Written exercise:
Extract every line of the listing below verbatim, omitting the pictures.

Given records:
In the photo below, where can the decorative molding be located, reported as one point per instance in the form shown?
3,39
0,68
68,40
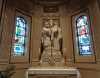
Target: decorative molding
51,9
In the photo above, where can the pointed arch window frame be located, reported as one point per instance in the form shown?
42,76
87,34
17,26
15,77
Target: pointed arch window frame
24,58
77,56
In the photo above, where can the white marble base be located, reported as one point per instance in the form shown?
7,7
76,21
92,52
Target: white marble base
53,71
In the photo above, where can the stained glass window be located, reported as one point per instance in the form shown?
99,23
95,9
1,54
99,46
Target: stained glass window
20,37
84,40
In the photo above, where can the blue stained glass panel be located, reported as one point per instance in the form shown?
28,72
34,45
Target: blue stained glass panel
18,48
20,31
20,37
83,36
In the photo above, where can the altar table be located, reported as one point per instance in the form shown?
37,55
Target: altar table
52,71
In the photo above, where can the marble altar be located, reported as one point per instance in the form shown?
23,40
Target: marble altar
52,71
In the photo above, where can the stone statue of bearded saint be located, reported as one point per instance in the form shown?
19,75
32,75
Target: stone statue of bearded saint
51,38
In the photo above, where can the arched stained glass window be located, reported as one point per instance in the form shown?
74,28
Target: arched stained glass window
20,37
84,40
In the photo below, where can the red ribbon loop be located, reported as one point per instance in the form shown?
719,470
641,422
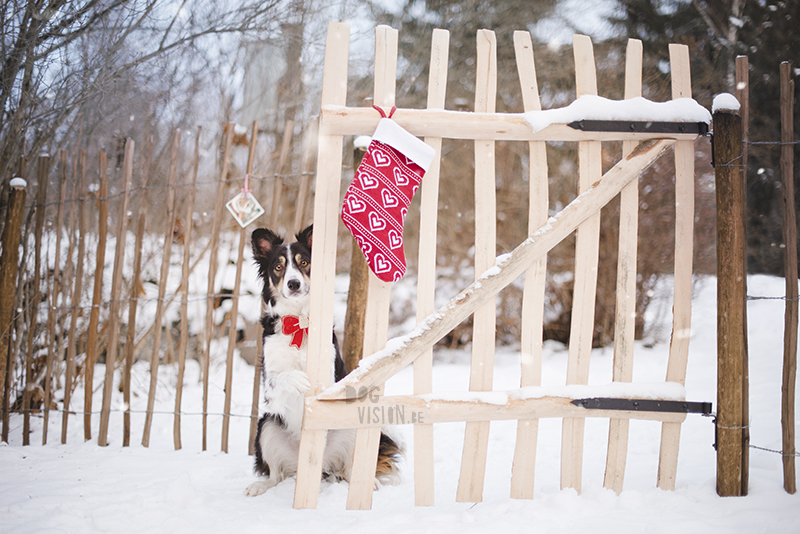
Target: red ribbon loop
291,327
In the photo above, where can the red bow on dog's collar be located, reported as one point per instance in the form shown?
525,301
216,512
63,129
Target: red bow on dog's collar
292,327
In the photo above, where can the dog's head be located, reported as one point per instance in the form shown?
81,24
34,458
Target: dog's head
285,268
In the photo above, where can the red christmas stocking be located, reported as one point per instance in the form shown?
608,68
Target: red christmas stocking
376,203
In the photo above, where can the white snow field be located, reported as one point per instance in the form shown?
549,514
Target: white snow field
80,487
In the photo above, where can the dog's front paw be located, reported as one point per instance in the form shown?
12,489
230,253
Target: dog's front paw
298,380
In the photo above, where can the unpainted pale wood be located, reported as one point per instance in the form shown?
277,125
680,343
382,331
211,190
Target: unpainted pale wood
212,270
183,341
376,326
234,313
162,287
341,120
116,292
326,204
625,318
476,434
76,292
426,277
378,367
97,296
524,464
587,248
684,247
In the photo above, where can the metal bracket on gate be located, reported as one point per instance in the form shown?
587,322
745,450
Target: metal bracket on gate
700,128
644,405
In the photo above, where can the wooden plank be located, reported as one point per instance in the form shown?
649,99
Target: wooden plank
426,270
183,342
234,313
116,290
376,326
212,270
54,341
625,318
41,203
476,434
277,191
523,467
307,169
340,120
684,247
134,298
410,409
587,248
730,302
792,312
326,210
379,366
76,292
162,286
97,296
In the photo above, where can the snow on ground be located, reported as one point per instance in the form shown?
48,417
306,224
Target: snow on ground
80,487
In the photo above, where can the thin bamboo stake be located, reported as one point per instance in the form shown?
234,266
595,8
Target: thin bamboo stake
94,319
212,272
130,346
56,288
162,286
76,292
184,339
41,199
235,306
116,291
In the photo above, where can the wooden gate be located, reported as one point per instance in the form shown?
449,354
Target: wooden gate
337,406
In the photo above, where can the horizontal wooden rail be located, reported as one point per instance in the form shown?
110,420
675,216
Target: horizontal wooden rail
490,406
342,120
399,352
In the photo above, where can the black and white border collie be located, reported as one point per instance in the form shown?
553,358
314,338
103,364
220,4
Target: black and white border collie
285,270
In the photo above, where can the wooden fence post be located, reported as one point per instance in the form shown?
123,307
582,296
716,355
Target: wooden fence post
730,303
790,274
12,234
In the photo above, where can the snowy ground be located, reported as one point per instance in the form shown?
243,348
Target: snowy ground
80,487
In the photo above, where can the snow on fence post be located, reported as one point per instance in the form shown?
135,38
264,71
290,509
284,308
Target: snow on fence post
730,298
790,275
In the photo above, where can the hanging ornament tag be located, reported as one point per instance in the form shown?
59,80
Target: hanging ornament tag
244,207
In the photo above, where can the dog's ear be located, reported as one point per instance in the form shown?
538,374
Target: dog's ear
305,237
264,240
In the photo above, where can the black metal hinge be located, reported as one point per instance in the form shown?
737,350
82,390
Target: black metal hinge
700,128
644,405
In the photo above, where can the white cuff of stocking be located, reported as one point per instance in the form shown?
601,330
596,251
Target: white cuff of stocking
390,133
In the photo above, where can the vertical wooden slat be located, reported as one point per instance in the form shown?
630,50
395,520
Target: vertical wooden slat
585,288
625,319
476,435
183,342
76,292
234,313
212,271
97,297
116,291
55,289
790,275
376,326
306,168
130,335
523,469
426,277
33,305
684,247
277,192
326,211
162,287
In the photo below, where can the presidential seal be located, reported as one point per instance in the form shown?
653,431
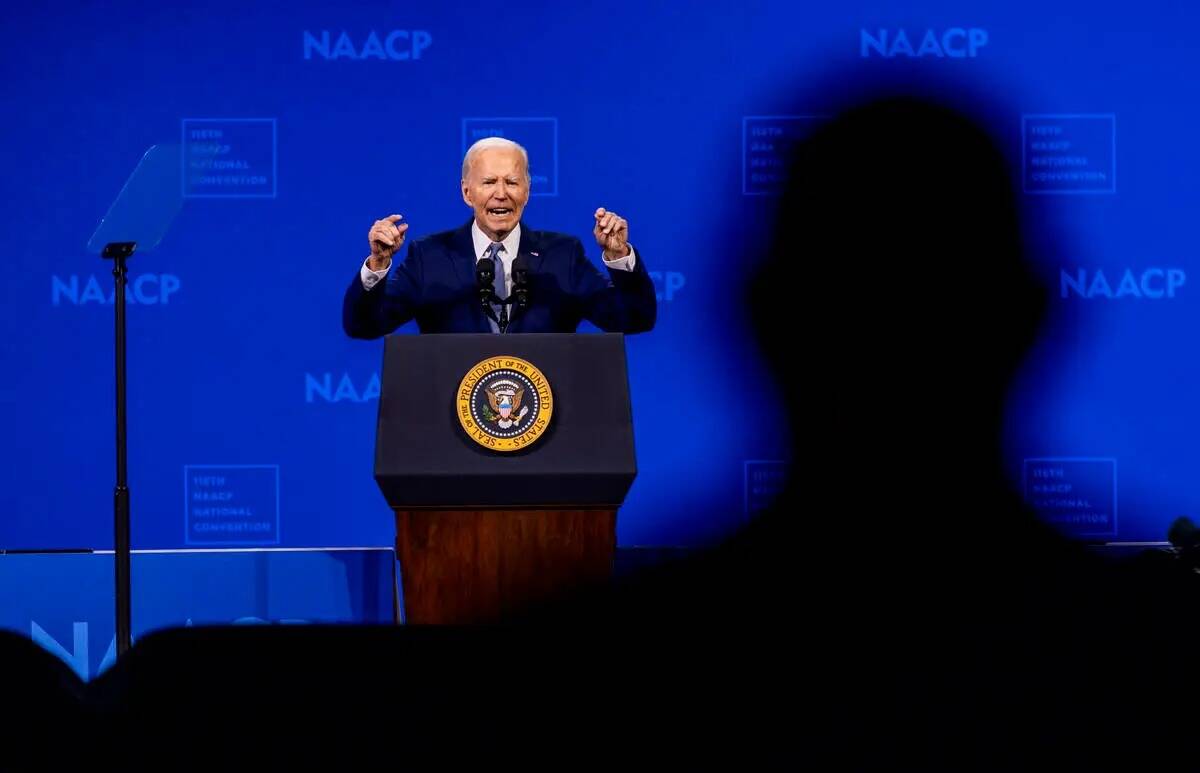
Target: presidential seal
504,403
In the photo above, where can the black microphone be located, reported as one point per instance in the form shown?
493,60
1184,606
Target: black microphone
521,281
485,277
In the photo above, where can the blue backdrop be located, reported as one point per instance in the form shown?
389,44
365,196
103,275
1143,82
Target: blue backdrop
300,123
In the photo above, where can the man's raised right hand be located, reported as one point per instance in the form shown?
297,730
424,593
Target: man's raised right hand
385,238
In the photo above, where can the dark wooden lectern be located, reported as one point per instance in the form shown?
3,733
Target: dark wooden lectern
481,534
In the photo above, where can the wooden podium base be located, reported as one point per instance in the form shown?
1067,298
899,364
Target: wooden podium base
474,567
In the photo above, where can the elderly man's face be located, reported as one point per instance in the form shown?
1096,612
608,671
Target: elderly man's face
497,187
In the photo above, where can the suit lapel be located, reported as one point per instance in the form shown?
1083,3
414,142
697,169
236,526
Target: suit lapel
463,259
529,247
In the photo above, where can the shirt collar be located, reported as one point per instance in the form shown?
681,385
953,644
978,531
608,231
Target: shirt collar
511,243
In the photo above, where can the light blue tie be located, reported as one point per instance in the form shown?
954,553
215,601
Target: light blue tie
493,252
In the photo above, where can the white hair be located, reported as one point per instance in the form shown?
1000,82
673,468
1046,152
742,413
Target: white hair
493,142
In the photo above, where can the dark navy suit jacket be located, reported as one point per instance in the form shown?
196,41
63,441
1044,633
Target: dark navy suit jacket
436,283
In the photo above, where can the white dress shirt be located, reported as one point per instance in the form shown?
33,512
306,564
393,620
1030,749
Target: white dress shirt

Written response:
In the photo below, where can the decorative molding be located, reported as one point per instance in the form shown?
3,39
0,68
68,40
Target: decorative molding
51,9
In the photo above, where can the pointed arch window frame be located, reported as one point per instance in the form shown?
42,76
87,34
17,26
15,77
Target: pointed arch window frame
24,58
77,56
In the photo above, where can the white marble base be located, reported as one point per instance in the form shown?
7,7
76,21
92,52
Target: white marble base
53,71
In the photo above, where can the stained glass window be located, reported as one point per instance in the form shown?
99,23
95,9
1,54
99,46
Target: stained glass window
20,37
84,40
In the photo above, where can the blue stained glass panel be located, reported as one point per instance in the form shown?
28,72
34,45
Target: blue stained glass panel
18,48
20,31
20,37
83,36
In the photo above, where can the altar table be located, reported as one point per instance in the form shown?
37,55
Target: altar table
52,71
In the photo above, where can the marble altar be located, reported as one point per instance in the form shown?
23,40
Target: marble altar
52,71
In the photo above, where can the stone statue of bearded saint be located, reported as one point per instance in the form shown?
19,75
32,75
Target: stone statue of bearded saint
51,38
In the photo above, where can the arched stained glass window be located, reported as one point per instance in the form shown?
74,28
Target: arched stained glass window
20,37
84,40
In the photo below, where can the red ribbon loop be located, reported as one point per instance in the form shown?
719,470
641,422
Target: red ribbon loop
291,327
In the photo above, where can the red bow on dog's collar be located, reported as one point per instance in the form shown?
525,301
216,512
63,129
Target: red bow on dog's collar
292,327
In the photo above, where can the dog's head be located, reported as one point per instance in the form shown?
81,24
34,458
Target: dog's head
285,268
In the photo above, where can the red christmas stocking be located, reported as one point per instance in the form shown?
608,68
Target: red christmas stocking
376,203
In the photo above, where can the white snow field be located, reported as one point per instance in the form shown?
549,514
Target: white snow field
80,487
In the photo above, where can the dog's front paw be located, reported as one point per instance in the form shown?
12,489
230,253
Target: dog's front paw
298,380
In the photo above, where can the unpainted pale wood be located, reported as one point per instance in the form shown?
277,125
680,343
382,331
211,190
Target: unpainted pale wood
212,270
183,341
376,326
234,313
162,287
341,120
116,292
326,204
625,318
476,434
76,292
426,277
378,367
97,296
524,464
587,248
684,247
In the photo above, where can the metal bracket on gate be located, reported as one point per instance in the form shown?
587,322
745,450
Target: metal bracket on gate
700,128
644,405
In the photo above, where can the wooden plank be located, reported as one point per instance in the form shown?
649,99
Target: wooden plank
426,270
183,342
234,313
116,290
376,326
212,270
54,341
625,318
41,203
476,434
277,191
523,467
307,169
340,120
684,247
134,298
410,409
587,248
730,302
792,312
326,210
379,366
76,292
162,286
97,296
In the photo above, where can the snow on ground be located, reported as one point per instance in the form shown?
48,417
306,224
Target: snow on ground
80,487
In the photo above, where can the thin bamboo stake be located, reported as one point per instance in the form shown?
234,266
595,8
Target: thin bamboo stake
94,319
212,272
130,346
56,288
162,286
76,292
184,339
41,199
235,306
116,291
In the photo above, where can the wooden gate be located, reported as one point per instance in the form shown?
449,354
Target: wooden gate
337,406
In the photo above, where can the horizontal wooden rail be located, reported as one point per instance in the form shown?
110,420
675,216
Target: horizontal wooden rail
490,406
342,120
399,352
In the photo above, where can the black and white border collie be located, reported as one point per instance in the form shown?
553,358
314,338
103,364
220,4
Target: black and white border collie
285,270
In the photo above, where can the wooden fence post be located, reported as one point per instance in the form shown?
123,307
582,296
716,355
Target: wooden fence post
730,303
790,274
12,234
In the photo above, where can the snowy ground be located, reported as one point per instance in the form shown?
243,348
Target: snowy ground
80,487
In the photo above, where can the snow on fence post be located, reported as one point per instance in the form shown?
135,38
264,71
290,509
284,308
Target: snow on fence post
730,298
790,275
In the photo above, where can the hanging ornament tag be located, reported as one point per instance in the form shown?
59,80
Target: hanging ornament tag
244,207
In the photo above, where can the dog's ear be located, reported as one point per instance in the form shown?
538,374
Target: dog's ear
305,237
264,240
In the photo above, where can the black metal hinge be located, reported as one point per instance in the form shown?
737,350
82,390
Target: black metal hinge
700,128
644,405
In the photo above, where can the white cuff of stocking be located, reported as one point per instance in the form shown?
601,330
596,251
Target: white cuff of stocking
390,133
In the photo above, where can the vertical wooden slat be located, reported as one point per instance in the form shown?
630,50
395,520
Target: vertical wooden slat
585,288
625,319
476,435
183,342
76,292
234,313
212,271
97,297
116,291
55,289
790,275
376,326
306,168
130,335
523,469
426,277
33,305
684,247
277,192
326,211
162,287
In the photo below, where can the presidential seal be located, reported as one point per instance in the form shown?
653,431
Target: presidential seal
504,403
In the photo above, where can the black microphone be located, reported as one point per instance in the form shown?
493,60
1184,606
Target: black microphone
521,281
485,277
In the photo above, where can the blue backdrop be located, reported as one point per instance in the form shown?
389,44
365,196
103,275
1143,82
Target: blue backdrop
300,123
In the photo above, where can the man's raised right hand be located, reported as one point per instance in the form shown?
297,730
424,593
Target: man's raised right hand
385,238
In the photo above, where can the dark wooden lectern be located, reported as one point per instance in the form shown?
3,733
Target: dark wooden lectern
481,534
In the photo above, where can the wooden podium base be located, reported as one point per instance in the form shown?
1067,298
899,364
Target: wooden podium base
474,567
In the photo above, where can the elderly man's face be located, reported as one point per instance in the form shown?
1096,612
608,671
Target: elderly man's face
497,187
In the photo above, where can the suit lapel be located, reported as one point per instance in the form shown?
1083,3
414,142
697,169
236,526
Target: suit lapel
463,259
529,247
In the photo above, where can the shirt collar be located, reported as one point per instance in the form shown?
681,385
953,644
978,531
608,231
Target: shirt collar
511,243
In the photo above, where can the light blue tie be located, reported as one point per instance in the form shown?
954,553
215,601
Target: light blue tie
493,252
In the photo above, where can the white hair be located, reported as one point per instance in the form shown?
1000,82
673,468
1046,152
742,413
Target: white hair
493,142
In the photo above, where can the dark navy suit jacket be located, reported as one point per instance in the form shown?
196,41
63,441
1044,633
Target: dark navy suit jacket
436,283
In the photo above, where can the white dress shirt be located, reported as one point per instance in the form shown?
33,512
306,564
393,620
1030,749
Target: white dress shirt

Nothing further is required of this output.